(Items listed in a dataset)
::::::::

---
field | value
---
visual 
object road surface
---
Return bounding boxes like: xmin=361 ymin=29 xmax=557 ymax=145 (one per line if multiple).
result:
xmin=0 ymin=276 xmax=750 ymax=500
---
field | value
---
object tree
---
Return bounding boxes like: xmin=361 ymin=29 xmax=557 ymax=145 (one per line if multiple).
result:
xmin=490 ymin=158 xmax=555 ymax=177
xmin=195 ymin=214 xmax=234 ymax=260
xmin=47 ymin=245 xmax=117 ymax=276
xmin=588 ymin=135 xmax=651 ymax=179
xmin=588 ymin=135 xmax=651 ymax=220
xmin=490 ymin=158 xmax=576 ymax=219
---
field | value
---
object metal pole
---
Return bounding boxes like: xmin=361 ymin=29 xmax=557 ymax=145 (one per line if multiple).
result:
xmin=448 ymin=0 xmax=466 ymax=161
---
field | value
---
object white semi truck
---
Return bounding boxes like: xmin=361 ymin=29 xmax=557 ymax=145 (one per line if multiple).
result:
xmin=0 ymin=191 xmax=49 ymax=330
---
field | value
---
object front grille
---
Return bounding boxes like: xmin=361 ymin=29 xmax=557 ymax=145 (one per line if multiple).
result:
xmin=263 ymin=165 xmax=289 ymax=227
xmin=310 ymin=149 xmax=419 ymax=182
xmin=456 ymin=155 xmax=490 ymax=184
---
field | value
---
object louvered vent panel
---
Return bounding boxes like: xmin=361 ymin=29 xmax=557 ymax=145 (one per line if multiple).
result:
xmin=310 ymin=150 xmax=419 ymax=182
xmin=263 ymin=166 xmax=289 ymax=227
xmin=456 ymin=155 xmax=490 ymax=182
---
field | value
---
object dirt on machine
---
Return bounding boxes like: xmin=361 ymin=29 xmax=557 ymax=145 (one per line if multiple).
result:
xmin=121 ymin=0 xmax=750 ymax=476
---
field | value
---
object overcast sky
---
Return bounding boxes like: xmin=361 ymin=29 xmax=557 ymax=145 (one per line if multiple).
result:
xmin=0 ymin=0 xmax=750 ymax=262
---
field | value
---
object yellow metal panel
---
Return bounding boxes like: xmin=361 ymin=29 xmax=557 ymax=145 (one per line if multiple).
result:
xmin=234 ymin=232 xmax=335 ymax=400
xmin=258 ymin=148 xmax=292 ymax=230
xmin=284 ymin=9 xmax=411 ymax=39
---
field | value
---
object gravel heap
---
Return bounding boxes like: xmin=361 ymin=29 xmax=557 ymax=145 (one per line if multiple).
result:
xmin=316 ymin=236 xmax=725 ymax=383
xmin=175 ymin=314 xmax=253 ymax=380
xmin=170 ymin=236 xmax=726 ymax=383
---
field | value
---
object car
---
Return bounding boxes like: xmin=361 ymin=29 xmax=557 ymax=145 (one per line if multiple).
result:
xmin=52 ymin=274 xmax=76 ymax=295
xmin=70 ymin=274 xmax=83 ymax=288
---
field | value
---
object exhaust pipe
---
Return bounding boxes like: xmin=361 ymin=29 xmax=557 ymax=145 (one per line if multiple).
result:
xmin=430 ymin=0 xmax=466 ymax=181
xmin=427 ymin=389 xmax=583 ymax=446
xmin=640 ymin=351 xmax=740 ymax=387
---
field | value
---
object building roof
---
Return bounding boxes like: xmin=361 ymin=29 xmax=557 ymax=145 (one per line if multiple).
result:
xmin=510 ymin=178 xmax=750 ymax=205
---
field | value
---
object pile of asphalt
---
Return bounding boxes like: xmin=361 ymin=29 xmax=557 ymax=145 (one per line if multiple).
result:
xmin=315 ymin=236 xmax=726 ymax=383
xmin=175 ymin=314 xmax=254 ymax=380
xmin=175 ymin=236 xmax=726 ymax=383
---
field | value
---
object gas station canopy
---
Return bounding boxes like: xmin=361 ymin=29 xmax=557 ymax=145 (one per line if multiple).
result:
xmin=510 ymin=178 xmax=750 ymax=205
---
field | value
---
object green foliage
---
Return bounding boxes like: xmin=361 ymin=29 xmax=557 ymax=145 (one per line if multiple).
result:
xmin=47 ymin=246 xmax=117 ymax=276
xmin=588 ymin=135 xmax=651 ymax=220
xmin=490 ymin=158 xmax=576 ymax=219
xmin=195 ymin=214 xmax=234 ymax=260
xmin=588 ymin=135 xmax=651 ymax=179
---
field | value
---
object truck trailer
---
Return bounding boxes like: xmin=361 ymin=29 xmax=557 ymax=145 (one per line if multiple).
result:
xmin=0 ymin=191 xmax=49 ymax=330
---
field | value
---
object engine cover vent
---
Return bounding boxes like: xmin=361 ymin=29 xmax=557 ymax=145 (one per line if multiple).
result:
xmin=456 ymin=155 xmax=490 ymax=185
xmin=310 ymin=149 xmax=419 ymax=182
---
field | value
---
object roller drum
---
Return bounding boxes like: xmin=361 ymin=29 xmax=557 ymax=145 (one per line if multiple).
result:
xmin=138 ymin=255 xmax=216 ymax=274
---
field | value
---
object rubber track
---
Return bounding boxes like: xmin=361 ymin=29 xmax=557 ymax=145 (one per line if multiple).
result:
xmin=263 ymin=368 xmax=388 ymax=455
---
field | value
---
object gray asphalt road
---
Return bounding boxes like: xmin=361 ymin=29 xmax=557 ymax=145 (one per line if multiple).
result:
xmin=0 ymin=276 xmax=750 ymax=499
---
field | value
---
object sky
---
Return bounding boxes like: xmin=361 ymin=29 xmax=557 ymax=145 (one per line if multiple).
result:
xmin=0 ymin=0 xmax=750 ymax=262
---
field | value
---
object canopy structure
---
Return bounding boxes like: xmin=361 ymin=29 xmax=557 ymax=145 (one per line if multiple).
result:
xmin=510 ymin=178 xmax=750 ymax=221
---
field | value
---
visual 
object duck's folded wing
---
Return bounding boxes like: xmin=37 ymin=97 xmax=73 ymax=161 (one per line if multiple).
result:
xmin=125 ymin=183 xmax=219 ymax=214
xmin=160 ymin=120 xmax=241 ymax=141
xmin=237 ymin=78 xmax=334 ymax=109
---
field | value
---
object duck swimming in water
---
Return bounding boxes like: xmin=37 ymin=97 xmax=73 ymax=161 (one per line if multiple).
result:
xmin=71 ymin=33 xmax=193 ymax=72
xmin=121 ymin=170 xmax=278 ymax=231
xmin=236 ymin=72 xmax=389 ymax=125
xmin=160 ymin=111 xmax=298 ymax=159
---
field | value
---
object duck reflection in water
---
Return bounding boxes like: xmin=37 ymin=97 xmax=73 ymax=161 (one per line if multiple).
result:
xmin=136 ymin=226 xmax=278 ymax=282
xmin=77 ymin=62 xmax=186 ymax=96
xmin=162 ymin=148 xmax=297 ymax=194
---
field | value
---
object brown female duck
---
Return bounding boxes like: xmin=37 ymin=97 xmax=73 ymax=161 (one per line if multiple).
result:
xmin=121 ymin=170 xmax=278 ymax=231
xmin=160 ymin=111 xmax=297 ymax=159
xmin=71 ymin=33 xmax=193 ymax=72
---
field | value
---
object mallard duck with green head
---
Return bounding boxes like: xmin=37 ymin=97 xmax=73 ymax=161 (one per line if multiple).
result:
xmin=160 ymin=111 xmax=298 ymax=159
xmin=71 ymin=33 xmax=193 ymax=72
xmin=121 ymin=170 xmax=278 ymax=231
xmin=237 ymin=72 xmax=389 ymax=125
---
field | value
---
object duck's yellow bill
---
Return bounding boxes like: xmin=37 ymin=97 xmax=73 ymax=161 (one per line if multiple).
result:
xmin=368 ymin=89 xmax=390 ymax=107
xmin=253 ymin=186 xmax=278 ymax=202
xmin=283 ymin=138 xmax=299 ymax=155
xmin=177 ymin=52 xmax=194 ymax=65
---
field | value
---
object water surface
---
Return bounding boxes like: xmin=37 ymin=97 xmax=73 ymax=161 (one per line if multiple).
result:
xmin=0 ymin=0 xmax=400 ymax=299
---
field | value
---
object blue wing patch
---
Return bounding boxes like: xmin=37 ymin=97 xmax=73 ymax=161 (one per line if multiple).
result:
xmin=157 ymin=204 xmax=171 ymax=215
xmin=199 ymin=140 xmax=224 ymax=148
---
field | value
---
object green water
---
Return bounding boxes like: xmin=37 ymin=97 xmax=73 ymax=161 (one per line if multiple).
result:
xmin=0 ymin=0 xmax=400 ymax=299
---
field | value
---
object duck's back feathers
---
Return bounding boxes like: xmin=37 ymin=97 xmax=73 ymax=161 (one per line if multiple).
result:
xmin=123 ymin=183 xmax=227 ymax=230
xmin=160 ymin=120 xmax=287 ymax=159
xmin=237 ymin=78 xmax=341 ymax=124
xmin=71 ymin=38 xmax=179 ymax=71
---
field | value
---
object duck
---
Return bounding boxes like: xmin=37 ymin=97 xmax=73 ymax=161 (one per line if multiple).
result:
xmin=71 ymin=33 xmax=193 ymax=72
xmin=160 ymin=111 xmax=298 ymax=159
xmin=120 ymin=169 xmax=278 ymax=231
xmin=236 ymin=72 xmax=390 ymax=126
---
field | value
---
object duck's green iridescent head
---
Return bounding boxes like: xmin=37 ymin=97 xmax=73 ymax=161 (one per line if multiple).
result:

::::::::

**Exercise requirements:**
Return the lines of the material unchanged, starting at its very first line and ending at the line containing "xmin=456 ymin=155 xmax=490 ymax=184", with that line included.

**Problem solution:**
---
field | value
---
visual 
object road surface
---
Return bounding boxes like: xmin=361 ymin=29 xmax=557 ymax=145 (one per line if multiple).
result:
xmin=0 ymin=276 xmax=750 ymax=500
---
field | value
---
object tree
---
Return bounding boxes like: xmin=361 ymin=29 xmax=557 ymax=145 (one per line if multiple).
result:
xmin=490 ymin=158 xmax=555 ymax=177
xmin=195 ymin=214 xmax=234 ymax=260
xmin=47 ymin=245 xmax=117 ymax=276
xmin=588 ymin=135 xmax=651 ymax=179
xmin=588 ymin=135 xmax=651 ymax=220
xmin=490 ymin=158 xmax=576 ymax=219
---
field | value
---
object metal pole
---
Return bounding boxes like: xmin=361 ymin=29 xmax=557 ymax=145 (one per line if multiple).
result:
xmin=448 ymin=0 xmax=466 ymax=161
---
field | value
---
object white semi truck
---
Return bounding boxes like: xmin=361 ymin=29 xmax=557 ymax=145 (one per line if multiple).
result:
xmin=0 ymin=191 xmax=49 ymax=330
---
field | value
---
object front grille
---
Return bounding boxes like: xmin=361 ymin=29 xmax=557 ymax=145 (one per line if multiple).
result:
xmin=263 ymin=165 xmax=289 ymax=227
xmin=310 ymin=149 xmax=419 ymax=182
xmin=456 ymin=155 xmax=490 ymax=184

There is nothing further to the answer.